DIRECTION:
Extract all of the entries and give them again, word for word.

-- START OF DATASET --

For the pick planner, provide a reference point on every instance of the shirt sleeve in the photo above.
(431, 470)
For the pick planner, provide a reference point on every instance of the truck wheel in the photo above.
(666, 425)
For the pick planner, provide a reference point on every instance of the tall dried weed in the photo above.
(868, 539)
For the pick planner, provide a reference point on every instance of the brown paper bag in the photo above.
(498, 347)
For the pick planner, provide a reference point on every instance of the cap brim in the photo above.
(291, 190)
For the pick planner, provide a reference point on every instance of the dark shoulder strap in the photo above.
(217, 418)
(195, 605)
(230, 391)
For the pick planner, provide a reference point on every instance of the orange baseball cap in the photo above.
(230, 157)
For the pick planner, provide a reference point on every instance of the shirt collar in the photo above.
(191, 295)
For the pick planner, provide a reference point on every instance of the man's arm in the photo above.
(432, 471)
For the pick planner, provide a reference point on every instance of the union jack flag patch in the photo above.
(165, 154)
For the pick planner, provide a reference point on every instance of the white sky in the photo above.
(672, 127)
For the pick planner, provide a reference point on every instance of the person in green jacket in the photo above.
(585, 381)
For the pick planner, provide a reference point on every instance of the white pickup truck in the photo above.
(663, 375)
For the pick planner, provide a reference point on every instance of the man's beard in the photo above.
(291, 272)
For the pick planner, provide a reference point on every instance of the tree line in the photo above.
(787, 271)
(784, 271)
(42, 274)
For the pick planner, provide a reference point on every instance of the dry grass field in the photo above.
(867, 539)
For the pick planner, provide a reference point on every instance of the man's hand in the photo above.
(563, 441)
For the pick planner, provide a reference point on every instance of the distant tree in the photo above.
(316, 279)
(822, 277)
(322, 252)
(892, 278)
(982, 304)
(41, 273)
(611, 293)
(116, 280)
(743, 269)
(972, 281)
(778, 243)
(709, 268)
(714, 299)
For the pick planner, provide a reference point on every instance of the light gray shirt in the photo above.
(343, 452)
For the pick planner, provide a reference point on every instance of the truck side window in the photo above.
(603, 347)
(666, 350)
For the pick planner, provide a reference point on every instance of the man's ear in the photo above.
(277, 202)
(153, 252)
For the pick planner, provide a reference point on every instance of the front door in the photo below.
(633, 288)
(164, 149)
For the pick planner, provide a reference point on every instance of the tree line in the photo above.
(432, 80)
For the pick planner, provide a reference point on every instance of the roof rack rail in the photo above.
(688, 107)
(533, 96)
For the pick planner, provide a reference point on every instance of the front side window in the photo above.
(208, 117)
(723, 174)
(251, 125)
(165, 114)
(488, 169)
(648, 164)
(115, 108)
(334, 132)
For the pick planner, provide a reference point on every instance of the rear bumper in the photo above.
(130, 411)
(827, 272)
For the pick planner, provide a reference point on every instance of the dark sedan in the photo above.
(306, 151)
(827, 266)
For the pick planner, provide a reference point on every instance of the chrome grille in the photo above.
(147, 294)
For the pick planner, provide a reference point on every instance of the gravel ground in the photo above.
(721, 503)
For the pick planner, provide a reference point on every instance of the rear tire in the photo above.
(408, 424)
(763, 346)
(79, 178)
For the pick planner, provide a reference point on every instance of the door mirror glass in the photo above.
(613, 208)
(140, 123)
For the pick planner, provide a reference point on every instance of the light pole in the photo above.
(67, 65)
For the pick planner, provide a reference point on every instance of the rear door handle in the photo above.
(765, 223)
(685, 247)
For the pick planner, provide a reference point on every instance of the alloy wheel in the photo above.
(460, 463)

-- END OF DATASET --

RESPONSE TO THE TASK:
For the pick planner, provide a reference point on every instance of the shirt sleeve in the photo above.
(431, 470)
For the pick planner, provide a reference point on every instance of the truck wheel in the photo above.
(666, 425)
For the pick planner, provide a reference point on every instance of the tall dried weed in the photo above.
(868, 539)
For the pick planner, provide a reference point on every instance of the brown paper bag in the photo above.
(498, 347)
For the pick planner, provide a reference point on every instance of the cap brim in the photo above.
(291, 190)
For the pick planner, provide a reference point on every instance of the dark shoulder strap in the photo above.
(217, 418)
(195, 605)
(230, 391)
For the pick planner, provide a reference point on every instance of the orange baseball cap in the photo above.
(230, 157)
For the pick planner, provide a reference point on every instance of the shirt collar in the photo above.
(191, 295)
For the pick planner, provide a reference point on every instance of the man's arm in the photo above.
(432, 471)
For the pick planner, provide a reference point on every instance of the union jack flag patch in the photo above.
(165, 154)
For the pick planner, provide a reference point on every instance of the white sky in the photo above.
(672, 127)
For the pick planner, provide a reference point on every instance of the person in green jacket in the photo above.
(585, 381)
For the pick planner, provide a reference point on every instance of the white pickup truck in the photo above.
(663, 375)
For the pick planner, provide a reference point on every instance of the man's beard in the photo above.
(291, 272)
For the pick planner, provide a reference point on every instance of the tree line in the photo above.
(787, 271)
(784, 271)
(42, 274)
For the pick planner, provide a reference point on every instance of the dry grass field in the photo above.
(867, 539)
For the pick planner, provide a reference point on every instance of the man's hand in the photo above.
(563, 441)
For the pick planner, provide a reference point on every instance of the distant tree in the photo above.
(316, 279)
(822, 277)
(322, 252)
(892, 278)
(982, 304)
(41, 273)
(611, 293)
(116, 280)
(743, 269)
(972, 281)
(778, 243)
(709, 268)
(714, 299)
For the pick planner, provide a reference point on every instance of the light gray shirt in the photo above.
(343, 452)
For the pick planner, provide a reference point on every instance of the truck side window in the photo above.
(603, 347)
(666, 350)
For the pick planner, provide a reference point on every instance of the man's ear in the photo above.
(277, 202)
(153, 252)
For the pick planner, provide a reference point on every instance of the front door in the photo below.
(633, 288)
(164, 149)
For the pick planner, provide a reference point on every instance of the tree line in the photo above.
(432, 80)
For the pick planner, provide a reference point on every instance of the roof rack rail in the photo above.
(688, 107)
(533, 96)
For the pick planner, provide a reference point on every instance of the front side window in the photo above.
(208, 117)
(723, 174)
(251, 125)
(165, 114)
(488, 169)
(648, 164)
(115, 108)
(334, 132)
For the pick planner, provide a reference point on every instance of the rear bumper in the photo above.
(130, 411)
(827, 272)
For the pick planner, provide a reference point on every instance of the dark sedan in the photo above.
(306, 151)
(827, 266)
For the pick planner, provide a reference point on every instance of the chrome grille in the photo above.
(147, 294)
For the pick planner, provide a reference point on every instance of the gravel ground in the photo above.
(721, 503)
For the pick planner, provide a reference point on every instance of the rear tire in the photo above.
(408, 424)
(763, 346)
(79, 178)
For the pick planner, provide a reference point on every instance of the door mirror glass in the photo above.
(613, 208)
(140, 123)
For the pick planner, provide a reference point on every instance of the light pole in the photo above.
(67, 65)
For the pick planner, provide a reference point on every instance of the rear door handle in the photo above.
(765, 223)
(685, 247)
For the pick planner, provide a reference point on every instance of the alloy wheel in the photo above.
(460, 463)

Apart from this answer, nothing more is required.